Bir arkadaşımızın daha önceden bildiği bir pansiyonda kalıyoruz. Ev sahibimiz yaşlı bir teyze. Pansiyoncu teyzenin fırının üzerindeki ocakları açarak evini ısıtmaya çalışması bizi şaşkınlığa sürüklüyor!.. Ülkede doğalgaz fiyatlarının fevkalade düşük olduğu rahatlıkla anlaşılabiliyor!

Bükreş’te ilk akşamımız... Hotel Boulevard’da yemek yiyoruz. Yüz elli küsur yıllık bir otel bu. İnsan kendini bir sarayda gibi hissediyor! Yemekler yiyoruz, can-can danslarından pantomime dek çok hoş gösteriler izliyoruz. Sonunda da boynumuz kıldan ince, hesabı beklemeye başlıyoruz... Gele gele ne gelse beğenirsiniz!.. Kişi başı beş, altı doları geçmiyor bu saray oteldeki muhteşem yemeğimiz!..

Daha ilk gecemizden bu ülkenin hayli ucuz olduğunu düşünmeye başlıyoruz. Ancak, o güzel yemeklerle aynı fiyattaki bir soslu yemeğin de hesaba eklenmiş olması dikkatimizi çekiyor. Garsona, “ama, biz bu soslu yemekten yememiştik ki!” diyoruz. Garson sevimli sevimli bakıyor ve “efendim”, diyor “o, soslu yemek değil, sadece sos!”. Bizi bir gülmedir alıyor. Garson, halimizi görünce, “Ne yapalım, bu sosu Türkiye’den ithal ediyoruz da!” diyor. Gelen sos da bildiğimiz domates sosu! Romanya’da tüketim mallarıyla ilgili ciddi bir sorun yaşandığını ilk kez burada fark ediyoruz.

Yemekten sonra eve dönüyoruz. Televizyonda yabancı bir film gösteriliyor ancak dublaj kavramının bu ülkede henüz emekleme safhasında bile olmadığı daha ilk bakışta anlaşılıyor. Ekranda çok sayıda kadın, erkek, çocuk görülüyor. Ancak, filmdeki tüm oyuncuların seslendirmesi tek bir kişi tarafından yapılıyor! Fondaki spiker diyalogların Rumence çevirisini bir eğitim programı sadeliğiyle okumakla yetiniyor!..

FOTOGRAF: Gabriel / Wikimedia Commons / CC-BY 2.0


Gel de bizim gümrüğü inandır!
Ertesi gün, kent merkezinde çok hoş iki sanat galerisi geziyoruz. Eserlerin tümü, gerçekten ileri bir estetik anlayışının ürünü. Ortalama üç yüz elli dolar fiyat konmuş her birine. Tabloların, Romanya’nın en iyi sanatçılarına ait olduğunu söylüyor galeri sahibi.

Yapılacak iş A :: Romanya gezi yazısında “Bükreş’te ilk akşamımız...” ile başlayıp “oteldeki muhteşem yemeğimiz!..” dahil olmak üzere devam eden bölümü, “pantomime” yerine “baleye” koyarak güncelleyip yazın.
Yapılacak iş B ::
Romanya gezi yazısına göre şu soruları yanıtlayın:
(i) Kaldıkları pansiyonun ev sahibi kimdir?
(ii) Hotel Boulevard'daki yemeğin kişi başı ücreti ne kadarı geçmiyor?
(iii) Sanat galerilerindeki eserlere ortalama ne kadar fiyat konmuş?
Yapılacak iş C :: Romanya gezi yazısını kaldığı yerden sürdürün.

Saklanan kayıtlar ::

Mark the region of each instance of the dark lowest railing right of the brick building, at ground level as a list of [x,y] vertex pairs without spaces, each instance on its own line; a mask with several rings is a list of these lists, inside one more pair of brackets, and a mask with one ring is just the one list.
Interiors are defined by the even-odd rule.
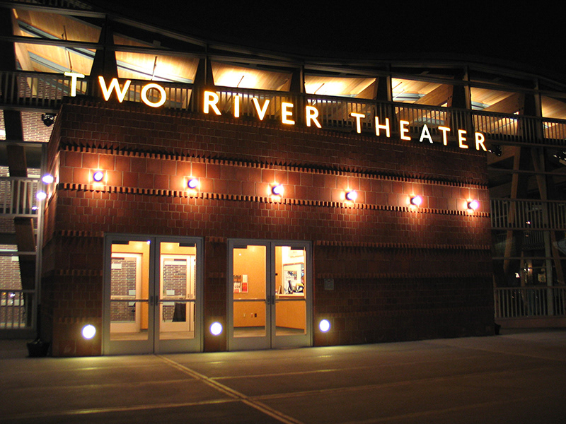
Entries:
[[566,287],[495,288],[495,317],[562,317]]

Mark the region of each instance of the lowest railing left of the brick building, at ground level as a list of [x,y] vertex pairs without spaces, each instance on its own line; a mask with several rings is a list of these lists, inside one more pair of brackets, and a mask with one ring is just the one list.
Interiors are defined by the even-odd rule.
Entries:
[[33,290],[0,290],[0,329],[33,327]]

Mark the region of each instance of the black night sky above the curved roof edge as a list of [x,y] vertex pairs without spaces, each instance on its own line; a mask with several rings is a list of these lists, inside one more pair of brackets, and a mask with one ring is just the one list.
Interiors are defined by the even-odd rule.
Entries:
[[[566,82],[564,6],[517,2],[93,0],[187,35],[309,57],[480,57]],[[536,6],[538,6],[537,11]]]

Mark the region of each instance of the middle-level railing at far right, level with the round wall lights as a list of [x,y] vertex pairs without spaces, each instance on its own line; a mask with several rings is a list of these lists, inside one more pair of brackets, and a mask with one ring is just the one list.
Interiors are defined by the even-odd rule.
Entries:
[[561,230],[566,228],[566,202],[491,199],[492,228]]

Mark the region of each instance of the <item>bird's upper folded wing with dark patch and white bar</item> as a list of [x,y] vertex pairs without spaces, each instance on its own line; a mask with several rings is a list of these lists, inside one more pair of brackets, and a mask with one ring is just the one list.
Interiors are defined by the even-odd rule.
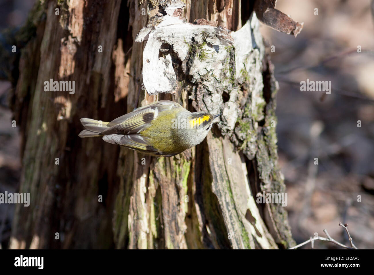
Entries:
[[184,109],[178,103],[169,100],[160,100],[156,103],[140,107],[131,113],[124,114],[109,122],[107,125],[109,128],[102,131],[101,134],[137,134],[142,129],[149,126],[150,122],[155,119],[160,112],[173,108]]

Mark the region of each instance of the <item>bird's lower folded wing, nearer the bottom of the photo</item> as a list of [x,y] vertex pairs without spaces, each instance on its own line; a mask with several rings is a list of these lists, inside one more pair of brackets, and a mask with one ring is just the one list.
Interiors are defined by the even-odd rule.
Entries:
[[149,146],[147,141],[139,134],[134,135],[104,135],[102,137],[108,143],[125,146],[129,149],[137,150],[148,154],[156,154],[158,151],[154,147]]

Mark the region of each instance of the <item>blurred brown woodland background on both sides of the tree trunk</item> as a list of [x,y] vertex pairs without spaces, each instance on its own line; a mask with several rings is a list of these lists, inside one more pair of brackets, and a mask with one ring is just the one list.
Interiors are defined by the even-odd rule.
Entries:
[[[21,26],[33,3],[0,0],[0,32]],[[358,248],[373,249],[374,5],[370,0],[278,0],[276,7],[304,22],[297,38],[261,26],[279,82],[278,153],[293,237],[299,244],[315,233],[325,236],[327,229],[348,245],[338,226],[342,222]],[[300,81],[306,79],[331,81],[331,94],[301,92]],[[10,83],[0,82],[0,193],[17,192],[21,170],[9,89]],[[0,207],[2,248],[7,248],[13,212],[13,204]],[[316,241],[315,248],[340,247]]]

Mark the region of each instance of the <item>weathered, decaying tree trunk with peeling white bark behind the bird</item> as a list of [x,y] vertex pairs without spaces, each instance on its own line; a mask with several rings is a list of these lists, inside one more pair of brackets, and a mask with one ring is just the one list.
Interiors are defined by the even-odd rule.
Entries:
[[[37,3],[12,74],[19,192],[31,202],[16,206],[10,248],[294,245],[284,208],[256,203],[285,186],[278,84],[252,9],[240,0]],[[75,81],[74,94],[45,91],[50,79]],[[223,112],[222,121],[171,158],[78,137],[81,117],[111,121],[162,99]]]

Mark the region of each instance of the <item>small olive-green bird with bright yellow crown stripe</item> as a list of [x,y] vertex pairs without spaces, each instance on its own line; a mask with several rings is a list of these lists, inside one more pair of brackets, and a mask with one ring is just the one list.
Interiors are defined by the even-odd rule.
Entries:
[[82,118],[86,130],[79,137],[102,137],[148,155],[170,157],[201,143],[220,115],[191,113],[178,103],[160,100],[111,122]]

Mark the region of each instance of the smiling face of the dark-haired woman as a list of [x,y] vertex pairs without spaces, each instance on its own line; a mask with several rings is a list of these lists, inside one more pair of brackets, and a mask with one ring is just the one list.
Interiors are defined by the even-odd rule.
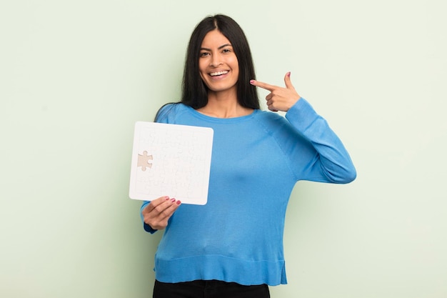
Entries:
[[201,44],[200,76],[210,91],[236,91],[239,64],[233,46],[219,30],[209,31]]

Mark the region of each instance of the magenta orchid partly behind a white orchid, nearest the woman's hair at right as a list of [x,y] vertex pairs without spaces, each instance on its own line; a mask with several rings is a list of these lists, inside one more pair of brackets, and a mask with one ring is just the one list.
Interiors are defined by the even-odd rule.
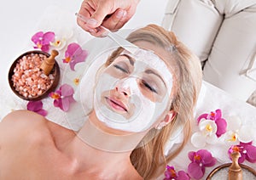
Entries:
[[216,135],[219,138],[222,134],[224,134],[227,131],[227,122],[221,116],[221,110],[215,110],[215,112],[211,112],[210,114],[200,115],[197,118],[197,122],[199,123],[202,119],[215,121],[217,125]]

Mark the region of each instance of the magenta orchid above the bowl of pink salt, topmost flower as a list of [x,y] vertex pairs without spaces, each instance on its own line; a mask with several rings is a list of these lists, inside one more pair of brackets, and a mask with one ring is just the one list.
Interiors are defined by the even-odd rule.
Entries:
[[43,32],[39,31],[34,36],[32,36],[32,42],[36,44],[34,48],[40,48],[44,52],[49,51],[49,43],[54,42],[55,40],[55,33],[48,31]]

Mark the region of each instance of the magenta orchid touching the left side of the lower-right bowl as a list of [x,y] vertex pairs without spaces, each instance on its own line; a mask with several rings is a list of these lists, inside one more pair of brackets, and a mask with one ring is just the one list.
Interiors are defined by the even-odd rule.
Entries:
[[188,166],[189,177],[200,179],[204,176],[206,167],[214,166],[216,159],[206,149],[200,149],[197,152],[189,152],[189,160],[192,162]]

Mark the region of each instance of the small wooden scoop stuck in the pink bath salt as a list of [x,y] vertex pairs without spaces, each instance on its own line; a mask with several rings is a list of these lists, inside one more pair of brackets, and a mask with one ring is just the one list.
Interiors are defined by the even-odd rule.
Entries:
[[52,50],[49,58],[44,59],[42,65],[40,65],[40,69],[43,70],[46,76],[48,76],[50,71],[53,69],[55,65],[55,56],[58,54],[58,51]]

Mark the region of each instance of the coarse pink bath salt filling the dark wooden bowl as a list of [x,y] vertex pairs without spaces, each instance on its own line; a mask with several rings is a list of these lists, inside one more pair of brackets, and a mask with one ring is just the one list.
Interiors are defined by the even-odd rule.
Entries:
[[44,54],[31,53],[20,58],[12,76],[13,86],[25,98],[35,98],[51,87],[54,74],[44,75],[40,65],[46,59]]

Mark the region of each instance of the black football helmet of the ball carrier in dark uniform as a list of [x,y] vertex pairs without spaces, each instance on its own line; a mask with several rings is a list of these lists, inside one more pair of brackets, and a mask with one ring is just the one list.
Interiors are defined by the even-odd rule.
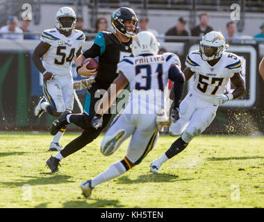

Yanıt alanı A ::
Bükreş’te ilk akşamımız... Hotel Boulevard’da yemek yiyoruz. Yüz elli küsur yıllık bir otel bu. İnsan kendini bir sarayda gibi hissediyor! Yemekler yiyoruz, can-can danslarından baleye dek çok hoş gösteriler izliyoruz. Sonunda da boynumuz kıldan ince, hesabı beklemeye başlıyoruz... Gele gele ne gelse beğenirsiniz!.. Kişi başı beş, altı doları geçmiyor bu saray oteldeki muhteşem yemeğimiz!..

Yanıt alanı B ::
(i) Yaşlı bir teyze.
(ii) Beş, altı doları.
(iii) Üç yüz elli dolar.

Yanıt alanı C ::
Vitrinlere bakarak Bükreş sokaklarında dolaşıyoruz. Bir ara, slayt filmi almak için bir fotoğrafçıya giriyoruz. “1.800 lei...” diyor satıcı hanım. Parayı ödüyoruz, tam çıkarken, gözümüze bir 8 mm film göstericisi çarpıyor. Garip ama, onun da üzerinde 1.800 lei yazıyor! Her halde yanlış yazıldı diye düşünüyoruz, ama içimize de bir kurt düşüyor doğrusu! Dayanamayıp soruyoruz. Bir yanlışlık yokmuş. Kocaman kutusundaki Rus malı bir göstericiyle bir slayt filmi aynı fiyat!.. İnanması gerçekten zor!.. Salt nostaljik nedenlerle, bu eski model makineyi satın almayı düşünür gibi oluyorum. Ancak, kısa bir tereddütten sonra vazgeçiyorum. Çünkü, bizim gümrükte “ben bunu bir slayt filmi parasına aldım” deyince bana inanacak kimse bulabilir miyim endişesini ciddi biçimde yaşıyorum!

Bir pastaneye giriyoruz. Manzara pek iç açıcı değil doğrusu! Kırk yıllık profitrolü dondurmayla yapıyorlar, üstelik tadı da güzel değil. Böreklerin de içi boş. Limonatalara ise zorunlu kalmadıkça pek yaklaşmamakta yarar görüyoruz. Her yerde ciddi bir yoksulluk seziliyor. Bükreş sokaklarında, metroda, lokanta önlerinde sürekli dilenci çocuklarla karşılaşıyoruz.

FOTOGRAF: Gabriel / Wikimedia Commons / CC-BY 2.0


“Koyun ticareti” mi “vatan görevi” mi?
Romanya’nın bir ilginç özelliği, kaçak işçileri Almanya’ya geçiren şebekelerle uyuşturucu kaçakçılarının başkent Bükreş’te cirit atması. “Ördek” ya da “koyun” diye adlandırılan kaçak işçiler önce Romanya’ya getiriliyor ve uygun fırsat çıkana dek burada bekletiliyor. Zamanı gelince de önce Macaristan’a oradan Slovak Cumhuriyeti’ne, sonra da Çek Cumhuriyeti üzerinden Almanya’ya geçiriliyorlar. Kimi kez karda buzda dağlardan aşıldığından, zaman zaman insanlar donarak ölüyor. Ve bu acı, yıllardır sürüp gidiyor... Romanya’da kalınan süre içinde ise Rumen hayat kadınları devreye giriyor ve kaçak işçilerin elinde kalan son kuruşlar da buralara harcanıp gidiyor.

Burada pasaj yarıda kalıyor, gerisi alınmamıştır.